▶ [EXERCISE] Output every line of the rows below as a JSON list of strings, one string per line, leaving out blank lines.

** Begin SUPPLIED RECORDS **

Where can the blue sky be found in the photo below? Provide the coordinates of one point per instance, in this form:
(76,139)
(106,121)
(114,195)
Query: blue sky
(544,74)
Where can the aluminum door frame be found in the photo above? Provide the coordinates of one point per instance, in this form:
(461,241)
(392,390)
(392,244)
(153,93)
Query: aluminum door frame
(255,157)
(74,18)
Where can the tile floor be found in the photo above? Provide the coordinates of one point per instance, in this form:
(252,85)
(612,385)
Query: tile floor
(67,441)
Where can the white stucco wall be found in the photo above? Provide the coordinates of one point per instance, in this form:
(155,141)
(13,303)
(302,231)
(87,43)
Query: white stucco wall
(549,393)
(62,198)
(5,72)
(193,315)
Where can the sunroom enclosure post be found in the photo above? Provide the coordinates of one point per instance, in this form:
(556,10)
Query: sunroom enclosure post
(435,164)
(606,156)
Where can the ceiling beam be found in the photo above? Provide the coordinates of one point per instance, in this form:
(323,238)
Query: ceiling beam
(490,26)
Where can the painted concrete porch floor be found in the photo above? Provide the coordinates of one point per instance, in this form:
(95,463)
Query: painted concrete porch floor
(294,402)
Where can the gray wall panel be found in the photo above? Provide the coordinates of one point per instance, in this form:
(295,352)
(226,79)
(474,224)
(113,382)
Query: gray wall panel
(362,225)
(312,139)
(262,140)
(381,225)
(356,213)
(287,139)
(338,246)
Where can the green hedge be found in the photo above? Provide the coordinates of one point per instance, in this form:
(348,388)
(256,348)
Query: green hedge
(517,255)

** End SUPPLIED RECORDS **

▶ [FINISHED TASK]
[
  "Where can the blue sky be found in the photo below? Provide the coordinates of one point per instance, in this form:",
  "(76,139)",
  "(106,121)",
  "(114,195)",
  "Query: blue sky",
  "(544,74)",
  "Where can the aluminum door frame be found in the photo above? Provide the coordinates of one point per instance, in this form:",
  "(461,241)",
  "(392,390)",
  "(392,244)",
  "(153,93)",
  "Query: aluminum door frame",
  "(255,157)",
  "(74,18)",
  "Where can the tile floor be found in the photo above? Provide the coordinates of one point per instance, in this form:",
  "(252,85)",
  "(612,385)",
  "Query: tile floor",
  "(67,441)",
  "Where can the white stucco wall be found in the photo above? Provide the coordinates of one point per instance, in this form:",
  "(155,141)",
  "(13,303)",
  "(302,231)",
  "(87,43)",
  "Query: white stucco wall",
  "(549,393)",
  "(62,198)",
  "(5,72)",
  "(193,315)",
  "Where can the sunroom enclosure post be found in the photo above? Provide the coordinates of one point per instance, in this form:",
  "(556,10)",
  "Query: sunroom enclosure post",
  "(435,164)",
  "(606,156)",
  "Where can the ceiling beam be found in the photo above? Provide the coordinates of one point per instance, in this form:",
  "(323,238)",
  "Query: ceiling beam",
  "(490,26)",
  "Where can the painted concrete porch floor be found in the photo above? Provide the coordinates of one point per instance, in this form:",
  "(95,463)",
  "Query: painted concrete porch floor",
  "(294,402)",
  "Where can the gray wall panel be found in the photo above? Provide the coordinates of one point per instance, in this form:",
  "(295,352)",
  "(226,79)",
  "(474,224)",
  "(113,382)",
  "Query: gray wall panel",
  "(362,225)",
  "(312,139)",
  "(262,140)",
  "(381,225)",
  "(356,213)",
  "(287,139)",
  "(338,246)",
  "Where can the green hedge be found in the photo above? Provide the coordinates of one point per instance, in this form:",
  "(348,388)",
  "(256,348)",
  "Query: green hedge",
  "(517,255)"
]